▶ _EXERCISE AIM_:
In the part that opens with the line containing "Detection target: pile of clear plastic bag" and closes with the line containing "791,331 -> 1106,414", replace "bounding box" with "rectangle" and give those lines again with nothing else changed.

─── MATERIAL SUPPLIED ───

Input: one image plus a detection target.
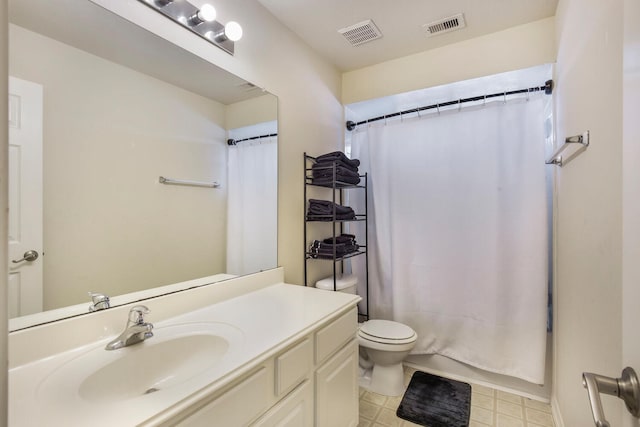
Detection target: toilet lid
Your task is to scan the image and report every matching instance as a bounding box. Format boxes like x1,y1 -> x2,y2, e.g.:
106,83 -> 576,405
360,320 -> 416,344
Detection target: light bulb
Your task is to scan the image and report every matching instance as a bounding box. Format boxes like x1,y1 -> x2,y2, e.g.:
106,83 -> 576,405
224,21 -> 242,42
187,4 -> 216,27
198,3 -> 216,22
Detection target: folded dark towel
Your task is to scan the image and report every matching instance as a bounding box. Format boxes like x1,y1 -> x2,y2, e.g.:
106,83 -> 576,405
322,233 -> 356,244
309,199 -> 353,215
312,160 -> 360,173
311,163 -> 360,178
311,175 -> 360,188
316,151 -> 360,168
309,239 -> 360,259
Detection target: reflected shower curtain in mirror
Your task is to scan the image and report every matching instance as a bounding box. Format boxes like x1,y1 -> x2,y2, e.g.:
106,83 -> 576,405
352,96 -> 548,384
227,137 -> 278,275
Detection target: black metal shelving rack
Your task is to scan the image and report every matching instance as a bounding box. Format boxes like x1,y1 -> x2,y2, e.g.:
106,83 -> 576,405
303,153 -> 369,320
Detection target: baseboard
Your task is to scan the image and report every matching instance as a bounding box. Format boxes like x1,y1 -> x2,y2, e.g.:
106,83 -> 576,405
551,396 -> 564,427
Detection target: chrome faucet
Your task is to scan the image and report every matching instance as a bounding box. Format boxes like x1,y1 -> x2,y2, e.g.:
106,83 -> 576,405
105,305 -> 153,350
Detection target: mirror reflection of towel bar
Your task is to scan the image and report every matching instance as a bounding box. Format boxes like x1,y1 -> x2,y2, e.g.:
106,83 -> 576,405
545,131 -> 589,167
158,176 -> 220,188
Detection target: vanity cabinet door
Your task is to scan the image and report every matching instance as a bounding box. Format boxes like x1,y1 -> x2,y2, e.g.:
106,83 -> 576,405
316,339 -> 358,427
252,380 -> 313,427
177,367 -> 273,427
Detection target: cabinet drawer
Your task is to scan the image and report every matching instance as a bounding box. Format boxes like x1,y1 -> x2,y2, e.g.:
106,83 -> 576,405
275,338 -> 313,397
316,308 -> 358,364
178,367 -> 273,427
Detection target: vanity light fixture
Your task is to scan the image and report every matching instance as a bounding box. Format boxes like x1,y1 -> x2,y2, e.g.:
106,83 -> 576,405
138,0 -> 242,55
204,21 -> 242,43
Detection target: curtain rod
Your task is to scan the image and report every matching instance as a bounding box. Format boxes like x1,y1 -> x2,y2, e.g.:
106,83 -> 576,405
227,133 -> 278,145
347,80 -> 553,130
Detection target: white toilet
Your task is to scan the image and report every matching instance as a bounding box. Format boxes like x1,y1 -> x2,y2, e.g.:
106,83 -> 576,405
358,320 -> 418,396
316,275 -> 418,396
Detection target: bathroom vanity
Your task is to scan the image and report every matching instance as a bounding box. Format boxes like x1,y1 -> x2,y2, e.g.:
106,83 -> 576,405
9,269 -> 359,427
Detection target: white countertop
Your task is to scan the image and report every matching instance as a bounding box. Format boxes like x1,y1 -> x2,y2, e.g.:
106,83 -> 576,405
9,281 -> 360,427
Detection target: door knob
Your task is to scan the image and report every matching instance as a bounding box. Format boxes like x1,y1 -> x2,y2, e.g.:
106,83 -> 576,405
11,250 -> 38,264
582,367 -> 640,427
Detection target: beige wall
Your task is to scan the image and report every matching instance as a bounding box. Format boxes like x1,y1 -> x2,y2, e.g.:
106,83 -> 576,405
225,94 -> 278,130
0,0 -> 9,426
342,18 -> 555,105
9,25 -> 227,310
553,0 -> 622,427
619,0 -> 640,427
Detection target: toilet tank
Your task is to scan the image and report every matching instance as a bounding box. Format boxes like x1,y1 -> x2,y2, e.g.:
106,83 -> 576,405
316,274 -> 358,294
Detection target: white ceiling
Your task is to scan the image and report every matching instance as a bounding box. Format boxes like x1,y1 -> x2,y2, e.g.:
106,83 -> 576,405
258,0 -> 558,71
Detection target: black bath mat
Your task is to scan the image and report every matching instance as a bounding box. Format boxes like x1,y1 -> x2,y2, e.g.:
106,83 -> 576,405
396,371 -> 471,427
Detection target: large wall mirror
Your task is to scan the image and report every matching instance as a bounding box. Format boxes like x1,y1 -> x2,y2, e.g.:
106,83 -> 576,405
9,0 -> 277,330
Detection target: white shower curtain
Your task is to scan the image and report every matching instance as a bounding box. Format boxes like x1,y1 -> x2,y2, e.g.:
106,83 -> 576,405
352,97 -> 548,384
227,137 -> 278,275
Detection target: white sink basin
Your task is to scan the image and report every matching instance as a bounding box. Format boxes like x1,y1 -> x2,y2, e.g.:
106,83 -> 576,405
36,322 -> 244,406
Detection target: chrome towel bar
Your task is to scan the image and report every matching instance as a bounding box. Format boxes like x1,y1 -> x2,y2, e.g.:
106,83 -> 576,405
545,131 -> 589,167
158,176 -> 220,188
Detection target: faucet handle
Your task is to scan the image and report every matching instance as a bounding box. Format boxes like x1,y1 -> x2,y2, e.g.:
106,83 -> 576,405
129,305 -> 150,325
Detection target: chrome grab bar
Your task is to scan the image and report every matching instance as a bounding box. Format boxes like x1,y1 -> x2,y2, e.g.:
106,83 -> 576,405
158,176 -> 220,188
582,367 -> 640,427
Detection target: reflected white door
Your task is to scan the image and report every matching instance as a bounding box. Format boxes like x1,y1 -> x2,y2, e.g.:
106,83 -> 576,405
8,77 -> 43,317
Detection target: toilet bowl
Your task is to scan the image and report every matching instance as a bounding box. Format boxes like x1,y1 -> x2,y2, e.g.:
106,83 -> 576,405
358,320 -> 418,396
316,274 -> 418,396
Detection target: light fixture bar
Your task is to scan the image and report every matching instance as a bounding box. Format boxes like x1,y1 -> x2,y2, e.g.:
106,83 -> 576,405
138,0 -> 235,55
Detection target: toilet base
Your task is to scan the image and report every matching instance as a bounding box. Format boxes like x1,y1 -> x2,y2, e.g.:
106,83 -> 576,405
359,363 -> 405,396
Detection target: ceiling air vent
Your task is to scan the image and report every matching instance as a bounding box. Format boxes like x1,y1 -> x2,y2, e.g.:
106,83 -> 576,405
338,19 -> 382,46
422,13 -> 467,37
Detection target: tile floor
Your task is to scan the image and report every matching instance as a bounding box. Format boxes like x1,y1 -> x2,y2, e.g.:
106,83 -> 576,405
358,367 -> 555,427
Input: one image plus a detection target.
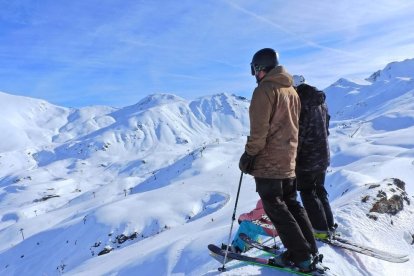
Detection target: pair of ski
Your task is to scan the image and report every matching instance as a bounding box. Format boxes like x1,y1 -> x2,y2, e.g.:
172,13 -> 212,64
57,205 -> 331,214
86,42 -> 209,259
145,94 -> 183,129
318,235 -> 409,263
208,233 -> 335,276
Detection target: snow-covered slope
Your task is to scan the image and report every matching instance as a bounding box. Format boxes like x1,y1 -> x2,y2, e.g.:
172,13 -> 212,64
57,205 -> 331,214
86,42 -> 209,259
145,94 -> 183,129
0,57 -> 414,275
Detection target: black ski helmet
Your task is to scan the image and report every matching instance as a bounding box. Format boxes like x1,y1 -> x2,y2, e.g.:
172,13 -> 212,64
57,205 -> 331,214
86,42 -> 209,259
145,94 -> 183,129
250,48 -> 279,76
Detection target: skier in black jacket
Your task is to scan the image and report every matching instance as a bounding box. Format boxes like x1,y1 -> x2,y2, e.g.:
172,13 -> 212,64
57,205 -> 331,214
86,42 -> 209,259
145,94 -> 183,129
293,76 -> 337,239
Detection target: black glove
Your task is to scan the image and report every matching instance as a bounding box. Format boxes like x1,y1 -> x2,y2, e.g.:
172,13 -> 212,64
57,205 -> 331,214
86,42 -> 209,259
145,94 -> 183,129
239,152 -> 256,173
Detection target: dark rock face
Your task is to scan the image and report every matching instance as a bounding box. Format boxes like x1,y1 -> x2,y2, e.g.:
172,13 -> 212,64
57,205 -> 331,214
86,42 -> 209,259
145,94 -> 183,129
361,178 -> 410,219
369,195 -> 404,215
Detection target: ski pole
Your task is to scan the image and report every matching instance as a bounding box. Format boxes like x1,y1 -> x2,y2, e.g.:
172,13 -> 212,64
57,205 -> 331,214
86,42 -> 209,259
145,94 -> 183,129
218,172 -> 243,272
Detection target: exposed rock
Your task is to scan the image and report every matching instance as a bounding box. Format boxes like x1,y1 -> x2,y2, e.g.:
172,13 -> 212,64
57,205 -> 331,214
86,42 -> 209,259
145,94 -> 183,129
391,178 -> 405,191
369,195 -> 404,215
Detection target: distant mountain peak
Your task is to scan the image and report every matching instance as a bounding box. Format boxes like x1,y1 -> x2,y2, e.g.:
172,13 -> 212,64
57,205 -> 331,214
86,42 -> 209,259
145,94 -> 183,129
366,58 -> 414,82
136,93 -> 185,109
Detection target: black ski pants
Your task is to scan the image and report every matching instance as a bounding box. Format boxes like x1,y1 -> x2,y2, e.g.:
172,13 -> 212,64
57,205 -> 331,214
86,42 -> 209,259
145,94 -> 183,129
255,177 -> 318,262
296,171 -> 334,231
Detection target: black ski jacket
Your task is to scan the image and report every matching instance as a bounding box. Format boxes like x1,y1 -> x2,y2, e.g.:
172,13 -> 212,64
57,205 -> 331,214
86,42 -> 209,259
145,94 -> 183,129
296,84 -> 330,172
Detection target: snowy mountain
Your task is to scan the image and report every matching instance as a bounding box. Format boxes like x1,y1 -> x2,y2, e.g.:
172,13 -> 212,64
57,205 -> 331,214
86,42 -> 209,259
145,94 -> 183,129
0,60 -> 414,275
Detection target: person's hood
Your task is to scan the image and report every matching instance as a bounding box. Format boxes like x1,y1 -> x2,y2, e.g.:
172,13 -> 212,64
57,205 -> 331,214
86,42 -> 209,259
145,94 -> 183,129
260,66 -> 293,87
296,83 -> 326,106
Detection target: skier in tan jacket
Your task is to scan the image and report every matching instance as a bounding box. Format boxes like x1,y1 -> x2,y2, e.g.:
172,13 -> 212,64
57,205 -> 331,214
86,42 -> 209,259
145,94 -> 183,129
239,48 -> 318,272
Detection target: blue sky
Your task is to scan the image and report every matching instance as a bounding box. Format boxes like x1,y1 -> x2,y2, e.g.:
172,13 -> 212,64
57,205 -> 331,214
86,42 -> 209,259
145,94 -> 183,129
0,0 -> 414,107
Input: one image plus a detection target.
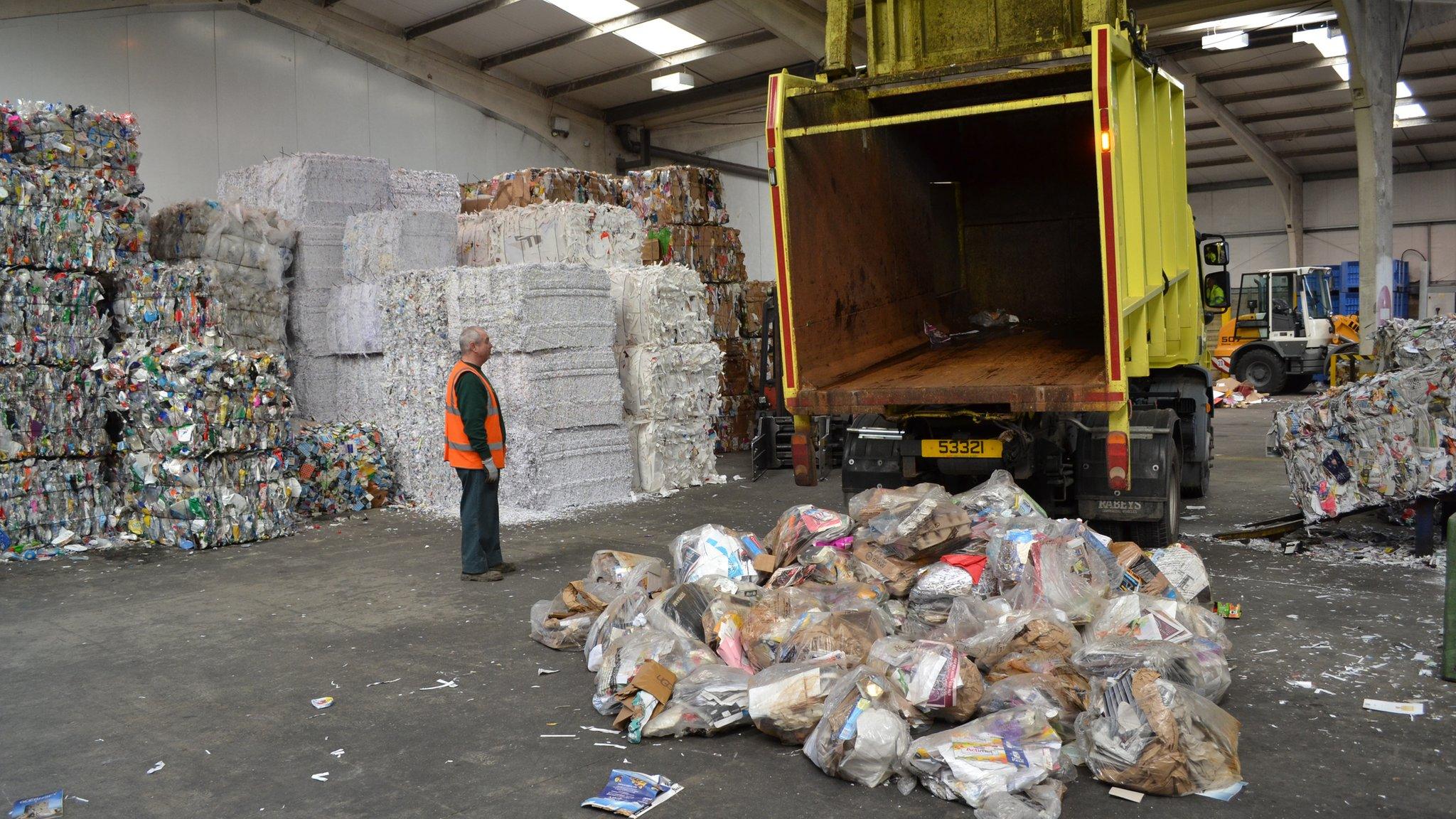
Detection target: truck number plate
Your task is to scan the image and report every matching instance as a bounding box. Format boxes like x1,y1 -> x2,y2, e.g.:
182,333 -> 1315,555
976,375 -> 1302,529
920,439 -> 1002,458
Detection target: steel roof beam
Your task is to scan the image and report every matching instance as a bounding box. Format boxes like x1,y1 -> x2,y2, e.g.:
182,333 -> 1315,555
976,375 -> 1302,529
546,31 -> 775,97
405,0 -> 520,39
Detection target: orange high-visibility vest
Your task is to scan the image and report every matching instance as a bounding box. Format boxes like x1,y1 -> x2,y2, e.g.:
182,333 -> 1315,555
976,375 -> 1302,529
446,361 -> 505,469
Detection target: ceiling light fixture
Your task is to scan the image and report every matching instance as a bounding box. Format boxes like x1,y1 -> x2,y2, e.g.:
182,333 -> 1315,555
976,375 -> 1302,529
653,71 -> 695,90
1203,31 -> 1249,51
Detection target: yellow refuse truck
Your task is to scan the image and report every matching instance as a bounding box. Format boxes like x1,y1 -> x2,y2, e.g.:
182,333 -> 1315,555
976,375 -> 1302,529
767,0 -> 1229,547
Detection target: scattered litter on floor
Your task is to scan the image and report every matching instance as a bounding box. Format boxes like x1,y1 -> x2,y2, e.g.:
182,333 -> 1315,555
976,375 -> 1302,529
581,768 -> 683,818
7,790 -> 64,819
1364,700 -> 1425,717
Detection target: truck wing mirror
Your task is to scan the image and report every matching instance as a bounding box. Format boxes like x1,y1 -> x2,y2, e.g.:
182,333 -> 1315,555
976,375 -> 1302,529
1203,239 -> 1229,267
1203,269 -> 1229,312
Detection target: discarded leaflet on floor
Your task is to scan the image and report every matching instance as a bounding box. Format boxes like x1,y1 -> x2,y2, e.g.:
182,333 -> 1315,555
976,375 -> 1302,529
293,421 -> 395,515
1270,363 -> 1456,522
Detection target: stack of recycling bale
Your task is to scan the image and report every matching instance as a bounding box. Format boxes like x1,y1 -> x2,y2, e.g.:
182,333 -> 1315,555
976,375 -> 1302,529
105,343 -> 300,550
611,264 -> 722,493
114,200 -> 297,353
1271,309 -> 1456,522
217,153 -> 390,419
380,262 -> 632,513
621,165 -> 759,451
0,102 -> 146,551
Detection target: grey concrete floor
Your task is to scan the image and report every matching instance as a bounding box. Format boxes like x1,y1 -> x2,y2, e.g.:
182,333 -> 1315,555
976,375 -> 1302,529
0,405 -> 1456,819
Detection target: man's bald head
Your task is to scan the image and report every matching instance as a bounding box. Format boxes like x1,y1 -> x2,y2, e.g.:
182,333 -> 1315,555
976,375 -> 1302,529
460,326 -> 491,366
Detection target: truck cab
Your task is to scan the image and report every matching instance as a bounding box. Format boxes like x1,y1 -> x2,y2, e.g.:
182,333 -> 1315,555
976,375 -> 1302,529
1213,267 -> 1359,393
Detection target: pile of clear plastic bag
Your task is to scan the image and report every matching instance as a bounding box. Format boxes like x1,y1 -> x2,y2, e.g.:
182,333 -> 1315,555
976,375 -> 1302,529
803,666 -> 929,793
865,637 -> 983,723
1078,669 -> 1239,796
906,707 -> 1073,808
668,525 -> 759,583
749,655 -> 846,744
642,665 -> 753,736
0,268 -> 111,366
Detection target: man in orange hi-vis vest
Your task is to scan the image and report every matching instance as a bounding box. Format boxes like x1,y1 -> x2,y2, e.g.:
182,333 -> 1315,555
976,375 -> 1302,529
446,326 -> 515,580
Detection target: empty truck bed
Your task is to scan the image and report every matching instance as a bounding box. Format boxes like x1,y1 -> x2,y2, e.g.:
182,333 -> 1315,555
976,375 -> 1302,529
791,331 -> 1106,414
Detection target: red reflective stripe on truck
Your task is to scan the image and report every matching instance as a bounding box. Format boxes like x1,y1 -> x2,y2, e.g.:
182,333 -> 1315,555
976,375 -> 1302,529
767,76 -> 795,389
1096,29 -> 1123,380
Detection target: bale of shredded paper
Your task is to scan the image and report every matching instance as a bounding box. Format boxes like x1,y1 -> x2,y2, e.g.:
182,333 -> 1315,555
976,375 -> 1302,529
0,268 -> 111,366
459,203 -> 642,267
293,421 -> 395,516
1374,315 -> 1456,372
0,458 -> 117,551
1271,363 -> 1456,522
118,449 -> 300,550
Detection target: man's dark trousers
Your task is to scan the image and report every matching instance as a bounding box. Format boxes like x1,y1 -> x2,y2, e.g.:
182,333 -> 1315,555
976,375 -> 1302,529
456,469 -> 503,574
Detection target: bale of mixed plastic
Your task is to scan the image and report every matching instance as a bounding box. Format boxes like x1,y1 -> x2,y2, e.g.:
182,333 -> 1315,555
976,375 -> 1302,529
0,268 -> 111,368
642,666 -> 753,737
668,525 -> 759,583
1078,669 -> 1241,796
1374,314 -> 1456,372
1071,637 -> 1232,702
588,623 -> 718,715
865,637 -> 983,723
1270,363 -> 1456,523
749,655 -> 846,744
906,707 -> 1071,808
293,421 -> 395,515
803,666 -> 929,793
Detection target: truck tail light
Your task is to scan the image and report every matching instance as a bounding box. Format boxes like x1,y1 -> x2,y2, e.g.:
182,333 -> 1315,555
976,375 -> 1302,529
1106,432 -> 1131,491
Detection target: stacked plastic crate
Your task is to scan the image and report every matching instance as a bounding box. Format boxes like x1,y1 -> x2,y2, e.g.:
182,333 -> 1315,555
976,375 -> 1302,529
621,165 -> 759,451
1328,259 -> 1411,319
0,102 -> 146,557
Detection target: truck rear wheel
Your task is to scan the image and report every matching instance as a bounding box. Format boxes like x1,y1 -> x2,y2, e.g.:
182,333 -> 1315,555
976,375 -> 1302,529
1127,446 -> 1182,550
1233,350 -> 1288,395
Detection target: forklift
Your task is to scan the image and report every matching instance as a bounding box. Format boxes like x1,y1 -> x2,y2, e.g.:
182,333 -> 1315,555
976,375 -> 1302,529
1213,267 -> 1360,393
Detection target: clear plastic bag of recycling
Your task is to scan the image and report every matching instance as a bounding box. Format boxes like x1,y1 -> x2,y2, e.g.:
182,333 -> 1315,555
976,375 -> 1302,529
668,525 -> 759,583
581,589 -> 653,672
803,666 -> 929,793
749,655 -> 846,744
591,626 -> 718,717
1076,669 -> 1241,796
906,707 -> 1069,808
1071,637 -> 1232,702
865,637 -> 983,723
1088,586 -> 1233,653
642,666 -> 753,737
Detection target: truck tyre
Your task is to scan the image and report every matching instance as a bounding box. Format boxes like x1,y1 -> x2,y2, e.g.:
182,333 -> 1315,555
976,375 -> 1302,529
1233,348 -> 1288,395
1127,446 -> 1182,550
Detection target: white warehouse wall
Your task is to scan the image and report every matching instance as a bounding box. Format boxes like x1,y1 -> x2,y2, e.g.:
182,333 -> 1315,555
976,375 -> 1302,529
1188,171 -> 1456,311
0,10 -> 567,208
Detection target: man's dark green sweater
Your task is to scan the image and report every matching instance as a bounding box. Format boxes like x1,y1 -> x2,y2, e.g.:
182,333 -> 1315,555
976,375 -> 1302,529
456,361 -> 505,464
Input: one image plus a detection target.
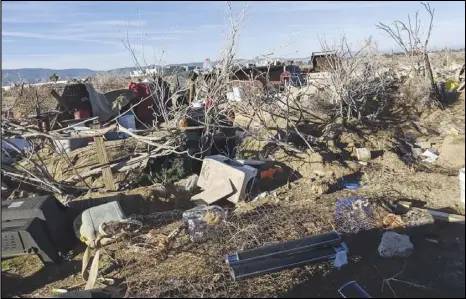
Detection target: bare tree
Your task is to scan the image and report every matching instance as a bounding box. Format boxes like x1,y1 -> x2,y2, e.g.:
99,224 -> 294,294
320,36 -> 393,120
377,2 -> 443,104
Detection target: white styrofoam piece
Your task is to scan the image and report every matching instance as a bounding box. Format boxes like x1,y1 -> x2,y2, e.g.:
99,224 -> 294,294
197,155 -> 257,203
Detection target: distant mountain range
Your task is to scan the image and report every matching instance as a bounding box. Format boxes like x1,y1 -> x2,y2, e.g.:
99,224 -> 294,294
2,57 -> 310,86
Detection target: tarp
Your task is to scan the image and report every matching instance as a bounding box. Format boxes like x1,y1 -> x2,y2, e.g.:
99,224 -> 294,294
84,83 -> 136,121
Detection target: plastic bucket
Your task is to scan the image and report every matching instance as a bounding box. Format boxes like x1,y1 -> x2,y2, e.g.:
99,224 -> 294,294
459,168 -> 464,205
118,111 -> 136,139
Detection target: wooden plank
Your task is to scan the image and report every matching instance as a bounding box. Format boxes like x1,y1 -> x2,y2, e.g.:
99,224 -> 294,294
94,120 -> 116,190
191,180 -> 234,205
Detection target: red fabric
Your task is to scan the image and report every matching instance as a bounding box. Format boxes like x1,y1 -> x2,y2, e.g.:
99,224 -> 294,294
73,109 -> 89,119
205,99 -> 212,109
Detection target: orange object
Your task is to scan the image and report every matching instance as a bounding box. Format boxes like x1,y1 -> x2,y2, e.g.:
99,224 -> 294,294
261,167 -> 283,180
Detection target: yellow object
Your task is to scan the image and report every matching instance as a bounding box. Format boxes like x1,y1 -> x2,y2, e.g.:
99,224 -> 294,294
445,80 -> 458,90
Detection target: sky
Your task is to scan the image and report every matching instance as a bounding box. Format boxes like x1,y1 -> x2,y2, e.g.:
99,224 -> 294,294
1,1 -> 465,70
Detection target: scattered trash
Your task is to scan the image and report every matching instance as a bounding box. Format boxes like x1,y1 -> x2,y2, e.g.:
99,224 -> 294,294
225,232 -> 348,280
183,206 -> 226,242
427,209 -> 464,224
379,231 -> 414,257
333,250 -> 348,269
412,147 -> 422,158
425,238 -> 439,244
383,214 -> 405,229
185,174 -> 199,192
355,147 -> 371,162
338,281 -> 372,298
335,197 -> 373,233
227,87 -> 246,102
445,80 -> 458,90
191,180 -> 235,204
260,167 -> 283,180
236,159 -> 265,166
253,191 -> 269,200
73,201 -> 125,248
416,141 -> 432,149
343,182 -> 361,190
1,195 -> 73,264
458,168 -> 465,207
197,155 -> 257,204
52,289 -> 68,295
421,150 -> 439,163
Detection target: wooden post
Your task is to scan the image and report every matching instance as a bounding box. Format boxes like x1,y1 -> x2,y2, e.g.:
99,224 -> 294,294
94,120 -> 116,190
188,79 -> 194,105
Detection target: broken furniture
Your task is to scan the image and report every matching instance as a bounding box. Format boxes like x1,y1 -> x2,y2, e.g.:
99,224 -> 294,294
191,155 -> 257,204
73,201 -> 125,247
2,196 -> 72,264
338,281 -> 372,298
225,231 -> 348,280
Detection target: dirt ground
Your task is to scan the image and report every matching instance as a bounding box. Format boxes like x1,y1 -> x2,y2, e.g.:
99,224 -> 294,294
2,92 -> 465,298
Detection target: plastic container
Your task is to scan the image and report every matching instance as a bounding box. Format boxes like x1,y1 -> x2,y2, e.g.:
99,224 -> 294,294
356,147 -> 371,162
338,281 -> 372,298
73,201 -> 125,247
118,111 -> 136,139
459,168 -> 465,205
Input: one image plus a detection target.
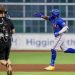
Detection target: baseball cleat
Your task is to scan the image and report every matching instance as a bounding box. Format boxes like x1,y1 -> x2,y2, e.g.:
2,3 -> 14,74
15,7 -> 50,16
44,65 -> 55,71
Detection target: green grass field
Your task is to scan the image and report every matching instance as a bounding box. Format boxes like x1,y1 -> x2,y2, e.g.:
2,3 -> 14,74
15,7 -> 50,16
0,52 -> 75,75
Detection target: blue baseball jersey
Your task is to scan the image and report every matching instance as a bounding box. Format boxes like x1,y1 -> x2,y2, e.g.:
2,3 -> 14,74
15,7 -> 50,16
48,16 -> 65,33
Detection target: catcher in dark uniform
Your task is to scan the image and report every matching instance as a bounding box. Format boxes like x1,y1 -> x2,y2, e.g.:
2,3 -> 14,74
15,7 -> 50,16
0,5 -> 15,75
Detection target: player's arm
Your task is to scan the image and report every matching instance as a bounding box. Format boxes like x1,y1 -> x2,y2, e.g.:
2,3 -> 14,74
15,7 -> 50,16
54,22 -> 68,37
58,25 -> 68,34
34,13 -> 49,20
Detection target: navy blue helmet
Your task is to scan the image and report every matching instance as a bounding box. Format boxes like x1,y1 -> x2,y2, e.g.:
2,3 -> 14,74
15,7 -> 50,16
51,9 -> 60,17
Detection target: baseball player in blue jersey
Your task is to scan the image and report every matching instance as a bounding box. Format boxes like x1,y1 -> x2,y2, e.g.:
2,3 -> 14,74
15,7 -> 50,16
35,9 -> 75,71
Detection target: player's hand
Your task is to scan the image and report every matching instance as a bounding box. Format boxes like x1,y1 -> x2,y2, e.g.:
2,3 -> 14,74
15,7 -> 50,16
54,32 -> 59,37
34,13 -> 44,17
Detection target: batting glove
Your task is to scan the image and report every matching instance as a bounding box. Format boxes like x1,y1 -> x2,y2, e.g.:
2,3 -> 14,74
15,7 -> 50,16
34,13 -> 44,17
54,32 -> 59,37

───

▶ _ANSWER TO THIS TASK_:
Detection target: pile of clear plastic bag
Your task is to scan the image and report every matching instance as a rectangle. Format boxes like x1,y1 -> x2,y2, e.g.:
182,333 -> 1315,555
976,375 -> 1302,529
803,666 -> 929,793
865,637 -> 983,723
1078,669 -> 1239,796
906,707 -> 1073,808
668,525 -> 759,583
749,655 -> 846,744
642,665 -> 753,736
0,268 -> 111,366
Detection target: man in orange hi-vis vest
Your task is to scan the image and report every matching instance as a rectangle. Format boxes like x1,y1 -> x2,y2, e.g.:
182,333 -> 1315,555
976,375 -> 1302,529
446,326 -> 515,580
Detection target: empty truck bed
Your task is to scan the image and report every matching instance as a rectangle. Format boxes like x1,y1 -> x2,y2, e.g.:
182,333 -> 1315,555
976,375 -> 1302,529
791,331 -> 1106,414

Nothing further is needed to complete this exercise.